Short problem -
Rewrite the records below, substituting "central point" for every "innermost point" and leaving all other text as it is.

(Excerpts from point annotation data)
--*--

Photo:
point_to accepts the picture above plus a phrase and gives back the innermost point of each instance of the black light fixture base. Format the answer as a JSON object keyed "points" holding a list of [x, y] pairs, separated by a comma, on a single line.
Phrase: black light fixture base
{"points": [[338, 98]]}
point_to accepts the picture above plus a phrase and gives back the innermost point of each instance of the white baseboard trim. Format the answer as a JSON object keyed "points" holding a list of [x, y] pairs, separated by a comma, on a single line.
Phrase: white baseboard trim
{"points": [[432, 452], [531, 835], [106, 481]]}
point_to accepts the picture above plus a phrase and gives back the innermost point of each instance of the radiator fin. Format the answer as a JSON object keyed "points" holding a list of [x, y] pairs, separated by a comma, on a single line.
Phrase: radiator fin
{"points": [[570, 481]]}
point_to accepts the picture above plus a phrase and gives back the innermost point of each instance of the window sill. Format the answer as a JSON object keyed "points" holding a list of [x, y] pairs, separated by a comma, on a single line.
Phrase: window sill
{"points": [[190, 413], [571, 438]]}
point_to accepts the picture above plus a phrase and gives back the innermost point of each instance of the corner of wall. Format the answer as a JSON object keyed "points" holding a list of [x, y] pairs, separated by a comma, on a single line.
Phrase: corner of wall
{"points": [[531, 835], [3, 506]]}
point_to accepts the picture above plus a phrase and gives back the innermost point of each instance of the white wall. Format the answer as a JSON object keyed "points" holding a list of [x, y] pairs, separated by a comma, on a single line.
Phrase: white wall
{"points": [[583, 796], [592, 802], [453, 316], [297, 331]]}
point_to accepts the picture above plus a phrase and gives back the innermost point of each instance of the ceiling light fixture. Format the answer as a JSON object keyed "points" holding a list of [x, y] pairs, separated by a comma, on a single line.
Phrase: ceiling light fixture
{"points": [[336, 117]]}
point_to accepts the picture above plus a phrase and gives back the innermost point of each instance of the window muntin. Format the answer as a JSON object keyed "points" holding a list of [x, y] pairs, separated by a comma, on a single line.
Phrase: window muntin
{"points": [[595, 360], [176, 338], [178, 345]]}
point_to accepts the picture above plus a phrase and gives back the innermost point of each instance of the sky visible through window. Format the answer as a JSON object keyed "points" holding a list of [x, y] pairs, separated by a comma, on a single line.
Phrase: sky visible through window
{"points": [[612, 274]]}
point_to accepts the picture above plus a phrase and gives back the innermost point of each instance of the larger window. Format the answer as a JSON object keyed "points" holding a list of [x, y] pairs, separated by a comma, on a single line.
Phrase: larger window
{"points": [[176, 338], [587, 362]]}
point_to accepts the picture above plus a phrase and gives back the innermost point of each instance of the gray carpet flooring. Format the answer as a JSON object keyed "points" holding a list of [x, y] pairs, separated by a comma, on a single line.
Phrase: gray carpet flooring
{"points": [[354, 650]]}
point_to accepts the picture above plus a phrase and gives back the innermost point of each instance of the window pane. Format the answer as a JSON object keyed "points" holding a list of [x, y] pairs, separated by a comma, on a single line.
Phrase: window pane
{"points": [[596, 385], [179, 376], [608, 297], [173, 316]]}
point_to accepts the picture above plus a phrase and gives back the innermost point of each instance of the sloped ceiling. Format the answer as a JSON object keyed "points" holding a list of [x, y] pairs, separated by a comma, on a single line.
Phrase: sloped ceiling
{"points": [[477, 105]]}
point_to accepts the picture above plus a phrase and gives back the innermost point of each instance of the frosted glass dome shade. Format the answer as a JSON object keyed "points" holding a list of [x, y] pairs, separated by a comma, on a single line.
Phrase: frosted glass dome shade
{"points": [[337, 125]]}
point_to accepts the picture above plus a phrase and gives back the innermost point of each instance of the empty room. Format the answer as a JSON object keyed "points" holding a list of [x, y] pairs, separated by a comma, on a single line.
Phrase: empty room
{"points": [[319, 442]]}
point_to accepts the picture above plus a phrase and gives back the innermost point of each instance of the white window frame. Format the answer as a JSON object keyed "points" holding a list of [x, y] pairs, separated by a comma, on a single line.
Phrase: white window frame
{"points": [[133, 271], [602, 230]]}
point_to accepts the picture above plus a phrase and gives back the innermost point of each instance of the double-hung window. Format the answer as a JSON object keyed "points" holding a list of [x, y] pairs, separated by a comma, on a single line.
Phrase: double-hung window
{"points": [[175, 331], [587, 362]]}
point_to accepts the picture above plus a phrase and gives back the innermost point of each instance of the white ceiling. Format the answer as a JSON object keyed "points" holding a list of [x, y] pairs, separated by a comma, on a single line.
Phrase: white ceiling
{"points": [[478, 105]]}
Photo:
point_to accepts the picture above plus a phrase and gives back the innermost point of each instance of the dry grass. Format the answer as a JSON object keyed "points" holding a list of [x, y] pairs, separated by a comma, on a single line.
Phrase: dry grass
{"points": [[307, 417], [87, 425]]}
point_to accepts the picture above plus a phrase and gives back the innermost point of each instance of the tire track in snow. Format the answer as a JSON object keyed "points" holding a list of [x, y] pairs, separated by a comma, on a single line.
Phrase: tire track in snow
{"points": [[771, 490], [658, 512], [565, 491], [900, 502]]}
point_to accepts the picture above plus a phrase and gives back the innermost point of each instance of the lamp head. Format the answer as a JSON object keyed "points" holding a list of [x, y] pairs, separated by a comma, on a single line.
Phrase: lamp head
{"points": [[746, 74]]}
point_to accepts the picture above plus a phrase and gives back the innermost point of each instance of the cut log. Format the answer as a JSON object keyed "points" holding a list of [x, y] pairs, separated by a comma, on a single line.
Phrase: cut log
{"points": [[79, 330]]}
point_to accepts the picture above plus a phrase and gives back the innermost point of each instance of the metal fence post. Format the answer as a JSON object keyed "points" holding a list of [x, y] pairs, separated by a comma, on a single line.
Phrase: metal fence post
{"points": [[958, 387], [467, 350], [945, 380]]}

--*--

Final result -
Photo:
point_to accepts the picture above plus a phrase and gives back the central point of each instance of the black light fixture base. Format the answer as a JSON object keyed "points" holding a list of [x, y] pairs, separated by a comma, on a single line.
Phrase: black light fixture base
{"points": [[338, 98]]}
point_to accepts the picture above plus a phrase and gives back the central point of each instance of the white baseboard trim. Format the answer as a JSON object keyed "points" holding a list of [x, y] pairs, separated by a comma, on a single line.
Phrase: white baseboard trim
{"points": [[432, 452], [531, 835], [106, 481]]}
point_to accepts the picture above plus a phrase and gives back the central point of each instance of the radiator fin. Format the answer as a JSON object keyed "points" holding a list of [x, y] pairs, separated by a comma, on a single line.
Phrase: radiator fin
{"points": [[570, 481]]}
point_to accepts the picture above plus a phrase and gives back the central point of each instance of the window sill. Format the answer as a JSON object keyed "points" holding a list of [x, y] pairs, separated by a comma, on a single line.
Phrase: window sill
{"points": [[190, 413], [571, 438]]}
point_to accepts the picture above plus a phrase and gives back the central point of each instance of the corner of wall. Format the answer as a JSON object keyed "points" holding a list of [x, y] pairs, separated by a comma, on a single line.
Phrase: corner of wall
{"points": [[531, 835], [3, 506]]}
point_to accepts the picture above plus a phrase and gives back the central point of each instance of the white wall. Format the answer as a JSON object keyed "points" holding a list of [x, y] pairs, separated by a comma, on a single line.
Phrase: white wall
{"points": [[583, 796], [592, 802], [453, 316], [297, 331]]}
point_to accepts the picture above plus a phrase and gives back the central point of each instance of the ceiling light fixture. Format the answer as a JSON object keyed "points" holding a list of [x, y] pairs, separated by a comma, on a single line.
Phrase: ceiling light fixture
{"points": [[336, 117]]}
point_to accepts the picture above plus a phrase and gives back the central point of each instance of the window muntin. Format the answer as a JSON object keyed "points" holding a list of [x, y] pairs, separated by a comma, on a single line.
Phrase: window muntin
{"points": [[595, 360], [176, 338], [178, 345]]}
point_to accepts the picture above plus a phrase and gives back the central point of each instance of the sky visible through window. Format the answer as a JSON object keyed "points" holding a list of [x, y] pairs, separated by a comma, on a single line.
Phrase: sky visible through window
{"points": [[612, 274]]}
point_to accepts the picture above plus a phrase and gives back the central point of each instance of the larger window. Format the answer as a JSON object keyed "points" holding a list of [x, y] pairs, separated by a comma, on a single line.
Phrase: larger window
{"points": [[176, 338], [587, 362]]}
point_to accepts the picture above plus a phrase and gives back the central point of each instance of the gray carpet flooring. Format the answer as a JSON object keyed "points" holding a list of [x, y] pairs, separated by a comma, on a single line.
Phrase: gray carpet flooring
{"points": [[354, 650]]}
point_to accepts the picture above plus a phrase and gives back the central point of each instance of the window pane. Format the answer as a JSON object keyed "points" holding a list of [x, y] pairs, separated by a comma, on a single line.
Phrase: window pane
{"points": [[596, 385], [179, 376], [608, 297], [173, 316]]}
point_to accepts the picture above plus a phrase and gives back the central point of each instance of the sloped ceiling. Format the answer as a JSON object keyed "points" holding a list of [x, y] pairs, separated by a comma, on a single line.
Phrase: sloped ceiling
{"points": [[477, 105]]}
point_to accepts the picture above plus a phrase and gives back the central point of each instance of the frosted glass dome shade. Format the answer as a JSON object keyed "points" holding a list of [x, y] pairs, separated by a comma, on a single line.
Phrase: frosted glass dome shade
{"points": [[337, 125]]}
point_to accepts the picture above plus a phrase and gives back the central point of each instance of the empty room. Format the answer as a JSON object keyed "points" holding a list of [x, y] pairs, separated by a comma, on a single line.
Phrase: empty room
{"points": [[319, 442]]}
point_to accepts the picture above plus a phrase and gives back the central point of each instance of the white window frame. Format the answer as a JSON object keyed "points" holding a list of [x, y] pairs, separated by a comma, on a single line.
Phrase: white window frame
{"points": [[133, 271], [602, 230]]}
point_to accepts the picture above plus a phrase and gives back the central point of each instance of the double-hung window. Format the answer as a JSON object keyed "points" holding a list of [x, y] pairs, separated by a comma, on a single line.
Phrase: double-hung window
{"points": [[175, 331], [587, 362]]}
point_to accepts the picture above plus a phrase and gives back the central point of each instance of the white ceiling. Format the answer as a JSON object keyed "points" holding a list of [x, y] pairs, separated by a comma, on a single line.
Phrase: white ceiling
{"points": [[478, 105]]}
Photo:
point_to accepts the picture above plus a phrase and gives back the central point of each instance of the dry grass. Format the answer as a JSON object keyed "points" holding a list of [x, y] pairs, separated by a comma, on a single line.
Phrase: dry grass
{"points": [[307, 417], [87, 425]]}
point_to accepts the picture above plus a phrase and gives back the central point of each instance of the tire track in snow. Format the answer as a JSON object keyed "points" holding a list of [x, y] pairs, separated by a comma, on a single line.
Phrase: tire track in snow
{"points": [[771, 490], [658, 512], [565, 491], [900, 502]]}
point_to accepts the picture above plus a phrase and gives back the central point of each instance of the lamp head. Format the answer as a JSON object keyed "points" holding a list of [x, y] pairs, separated by a comma, on a single line.
Phrase: lamp head
{"points": [[746, 74]]}
point_to accepts the picture above plus a phrase and gives back the central point of each instance of the cut log. Format the answer as a JSON object keyed "points" holding a list of [x, y] pairs, separated by a comma, on a single line.
Phrase: cut log
{"points": [[79, 330]]}
point_to accepts the picture above plus a phrase and gives back the central point of each instance of the metal fence post. Format the answer as a JSON object keyed "points" holding a list of [x, y] pairs, separated by a comma, on a single line.
Phrase: metal fence post
{"points": [[958, 387], [467, 350], [945, 380]]}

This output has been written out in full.